Continue the forum thread below about the Probotix jog pendant that keeps the machine in e-stop, starting from its final line.

### PASSAGE FOR REVIEW

════════

# Jog pendant not working - e-stop



## vandomme2 (Jun 11, 2012)

I have a new Probotix Nebula and the jog pendant that came with it is not working. Even the small red light on the pendant does not come on. I can't get the machine out of e-stop with the pendant hooked up. It only works by disabling the pendant by removing the 25-pin parallel cable from pendant controller box to PC. I checked the wiring/contacts inside the e-stop on the machine, looks good.

Probotix sent me a new pendant controller box plus LinuxCNC V1.9 new configurator but nothing works. In addition the V1.9-prompt for inches or mms only gives me mms, I tried both settings on this configurator prompt.
1. Any advice on the pendant/e-stop problem?
2. Can I edit the inch/mm setting myself, how, what file?


----------



## Semipro (Mar 22, 2013)

I would think that if it new and the replaced pendant still does not work the that Probotix Nebula people need be involved !


----------



## beltramidave (Jan 6, 2016)

Semipro said:


> I would think that if it new and the replaced pendant still does not work the that Probotix Nebula people need be involved !


I agree. Has it ever worked or is this the first time trying to run? 
Dave


----------



## vandomme2 (Jun 11, 2012)

No, it's a new machine and the pendant never worked. First I want to test the pendant with a new DB25 2-pin parallel cable (I will receive soon). If that does not work I'll call Probotix again, then it could be the pendant itself. They have been very helpful. The pendant is different from the one shown on the website. That was also the case for the PC. By trying to diagnose yourself, you learn (often the hard way!


----------



## cjskelton (Feb 27, 2015)

The folks at Probotix will get you going. Sorry you are having issues right off the bat.

Jay


----------



## beltramidave (Jan 6, 2016)

I did not know that Probotix even had a jog pendant with a DB25 plug.
Will the machine run without the pendant? My guess is no, if that is how it was configured.
Can you post a pic or info on the job pendant?
I am very familiar with their machines, but know nothing of this pendant.


----------



## cjskelton (Feb 27, 2015)

On their router description pages they now show a photo of a MPG pendant. Is this what you have, Paul? I've never seen it before. Must be a new product.

Jay


----------



## vandomme2 (Jun 11, 2012)

The Nebula works fine with the pendant disconnected. It stays in e-stop *with* the pendant. The machine's e-stop works fine so it could be the e-stop on the pendant or pendant itself or the hookup including the DB2 parallel cable.
Pic2 On left is the pendant as shown on the Probotix website, the right pendant is what I got with the new Nebula in December, both are HEDSS 4 Axis CNC Pendants.
Pic1 My pendant on the right, with pendant connector box on the left, both came in one box without instructions, the connector box has labels on it.

I am still waiting for my new DB25 cable. Probotix support said they may test the ordered machine with their own DB25 cables, then ship other DB25 cables grabbed from their general supply with the machine. I think the cable is fine but want to make sure before calling Probotix.


----------



## beltramidave (Jan 6, 2016)

════════

### EXTRACTED DATA
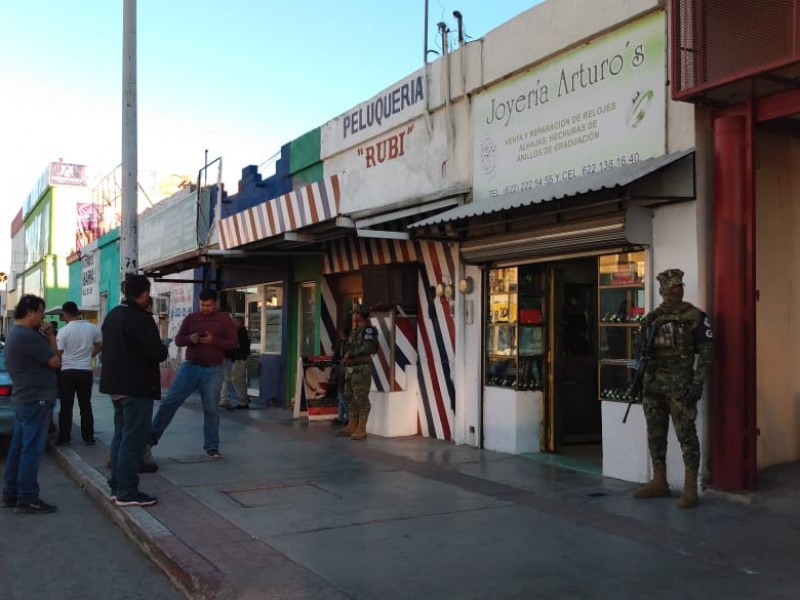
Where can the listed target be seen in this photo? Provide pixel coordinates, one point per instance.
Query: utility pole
(129, 226)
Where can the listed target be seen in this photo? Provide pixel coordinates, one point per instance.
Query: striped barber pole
(428, 343)
(314, 203)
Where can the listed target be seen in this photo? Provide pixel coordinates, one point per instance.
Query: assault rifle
(639, 365)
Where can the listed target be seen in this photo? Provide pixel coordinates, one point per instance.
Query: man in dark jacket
(132, 351)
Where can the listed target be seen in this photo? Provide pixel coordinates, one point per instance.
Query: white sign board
(392, 107)
(90, 278)
(596, 107)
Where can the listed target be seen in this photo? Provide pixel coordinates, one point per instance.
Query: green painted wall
(108, 246)
(75, 291)
(304, 151)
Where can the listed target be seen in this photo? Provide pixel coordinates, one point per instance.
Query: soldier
(673, 384)
(357, 362)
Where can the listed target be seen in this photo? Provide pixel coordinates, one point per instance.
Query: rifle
(639, 365)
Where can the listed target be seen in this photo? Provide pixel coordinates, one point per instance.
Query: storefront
(584, 188)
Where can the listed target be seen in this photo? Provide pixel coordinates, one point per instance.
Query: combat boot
(350, 428)
(657, 487)
(361, 431)
(688, 498)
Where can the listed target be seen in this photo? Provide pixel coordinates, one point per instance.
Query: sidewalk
(292, 511)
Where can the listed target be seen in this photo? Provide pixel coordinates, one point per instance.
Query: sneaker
(135, 499)
(39, 507)
(147, 467)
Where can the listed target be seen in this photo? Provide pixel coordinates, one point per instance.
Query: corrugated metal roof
(611, 178)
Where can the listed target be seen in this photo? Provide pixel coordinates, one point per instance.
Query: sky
(235, 79)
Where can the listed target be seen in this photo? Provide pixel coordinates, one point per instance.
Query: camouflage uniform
(670, 376)
(360, 346)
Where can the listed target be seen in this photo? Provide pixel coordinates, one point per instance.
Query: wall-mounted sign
(90, 278)
(596, 107)
(395, 105)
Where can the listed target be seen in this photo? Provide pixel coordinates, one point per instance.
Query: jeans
(191, 378)
(236, 376)
(131, 427)
(70, 383)
(31, 420)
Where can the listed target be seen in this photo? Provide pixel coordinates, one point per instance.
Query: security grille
(715, 42)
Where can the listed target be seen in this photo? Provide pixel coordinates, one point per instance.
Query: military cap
(360, 309)
(670, 278)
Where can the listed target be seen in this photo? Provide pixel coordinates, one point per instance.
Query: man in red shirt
(207, 334)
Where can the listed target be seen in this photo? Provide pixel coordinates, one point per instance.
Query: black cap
(70, 308)
(135, 285)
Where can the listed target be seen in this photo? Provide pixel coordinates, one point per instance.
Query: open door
(571, 406)
(554, 298)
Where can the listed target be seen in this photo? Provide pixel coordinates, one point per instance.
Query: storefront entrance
(562, 334)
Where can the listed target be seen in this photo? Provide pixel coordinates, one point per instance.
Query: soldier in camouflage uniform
(673, 384)
(357, 362)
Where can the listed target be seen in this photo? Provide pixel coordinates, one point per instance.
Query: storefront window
(621, 305)
(515, 328)
(273, 318)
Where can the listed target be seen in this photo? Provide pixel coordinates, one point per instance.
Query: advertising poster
(597, 107)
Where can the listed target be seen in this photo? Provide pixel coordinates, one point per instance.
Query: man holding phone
(207, 334)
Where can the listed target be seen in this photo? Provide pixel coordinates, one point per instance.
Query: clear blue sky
(238, 78)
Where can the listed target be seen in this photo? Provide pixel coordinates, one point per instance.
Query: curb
(195, 577)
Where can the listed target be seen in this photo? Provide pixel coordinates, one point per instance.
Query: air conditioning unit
(161, 305)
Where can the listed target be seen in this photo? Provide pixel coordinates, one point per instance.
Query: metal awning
(680, 187)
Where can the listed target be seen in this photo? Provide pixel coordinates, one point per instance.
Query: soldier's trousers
(658, 408)
(356, 390)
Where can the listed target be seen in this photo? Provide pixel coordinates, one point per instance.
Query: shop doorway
(572, 415)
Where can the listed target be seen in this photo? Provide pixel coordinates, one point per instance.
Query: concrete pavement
(291, 511)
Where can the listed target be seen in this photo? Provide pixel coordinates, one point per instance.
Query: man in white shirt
(79, 341)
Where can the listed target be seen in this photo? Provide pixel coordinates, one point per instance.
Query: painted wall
(777, 309)
(108, 246)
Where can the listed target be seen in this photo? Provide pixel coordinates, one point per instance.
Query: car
(6, 413)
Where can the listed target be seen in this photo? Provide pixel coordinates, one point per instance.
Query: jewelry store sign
(597, 107)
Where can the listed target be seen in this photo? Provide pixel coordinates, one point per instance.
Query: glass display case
(514, 328)
(621, 306)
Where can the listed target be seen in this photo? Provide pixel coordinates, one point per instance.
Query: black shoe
(34, 508)
(147, 468)
(136, 499)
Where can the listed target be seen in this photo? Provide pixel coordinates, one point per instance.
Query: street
(77, 553)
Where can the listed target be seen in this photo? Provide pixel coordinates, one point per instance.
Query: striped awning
(314, 203)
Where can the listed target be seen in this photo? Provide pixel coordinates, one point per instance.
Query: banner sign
(599, 106)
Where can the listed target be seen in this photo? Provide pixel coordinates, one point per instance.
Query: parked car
(6, 414)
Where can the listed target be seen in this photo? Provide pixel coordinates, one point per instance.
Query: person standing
(673, 384)
(357, 362)
(207, 334)
(32, 359)
(79, 342)
(132, 352)
(236, 373)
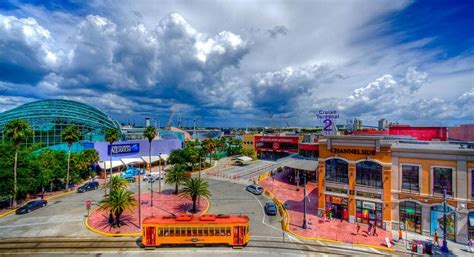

════════

### EXPECTED ANSWER
Interesting. I have never seen that arrangement (pendant & pendant connector box) before. Will be very interested in what you find out and how all of this works. Is there more than one parallel port on the connector box? Trying to figure out why it is needed if you already have 2 parallel ports on the PC.
Been looking at adding a similar pendant, but with USB connector. Seems less complicated (at least from the picture).

Thanks,

Dave


----------



## vandomme2 (Jun 11, 2012)

Solved today with Probotix support.

The pendant's cable has a parallel end directly connected to the pendant box. 
Other connections to the box: z-puck wire from harness, tool sensor wire from harness, parallel cable from PC to box, and the missing one (as it did not come with machine which I did not know): a USB cable from PC to 5V IN slot in the box. There was only 1 USB cable that came with the new machine, used for PC to controller.

Adding this second USB cable from PC to this 5V IN slot and going back to the first pendant box that came with the machine solved all problems: Pendant motion works, z-puck works, tool sensor works, e-stop on pendant works. Machine still remained stuck in e-stop = pendant did not work with the second pendant box, which was my first try as it was still hooked up.

I don't understand why they have this kind of wiring arrangement with the box, maybe it's cheapest or it was the easiest way to add this kind of pendant.

I also recommended to Probotix they need to provide a wiki page on the pendant, this box and the wiring, it can save some other beginners lots of time.

But I'm tickled pink, everything is working!


----------



## beltramidave (Jan 6, 2016)

Great that you got it working without too much issue.
Thanks for the explanation on how everything connects. Sounds like they just made a connection point for all the extra sensors.
Dave


----------



## Aageman (Apr 21, 2018)

Thanks for posting, as I just had the same issue! First time CNC user and just set up my new Asteroid. I followed your post and now have power to my pendant. However, nothing happens when I push the enable switch and select an axis or move the dial. Seems that it should be pretty straight forward. Am I missing a step or a setting somewhere? 
Also, why wouldn’t the pendant work directly to the back of the pc? I don’t have the puck or tool sensor, so the converter box seems unnecessary.


----------



## 4DThinker (Feb 16, 2014)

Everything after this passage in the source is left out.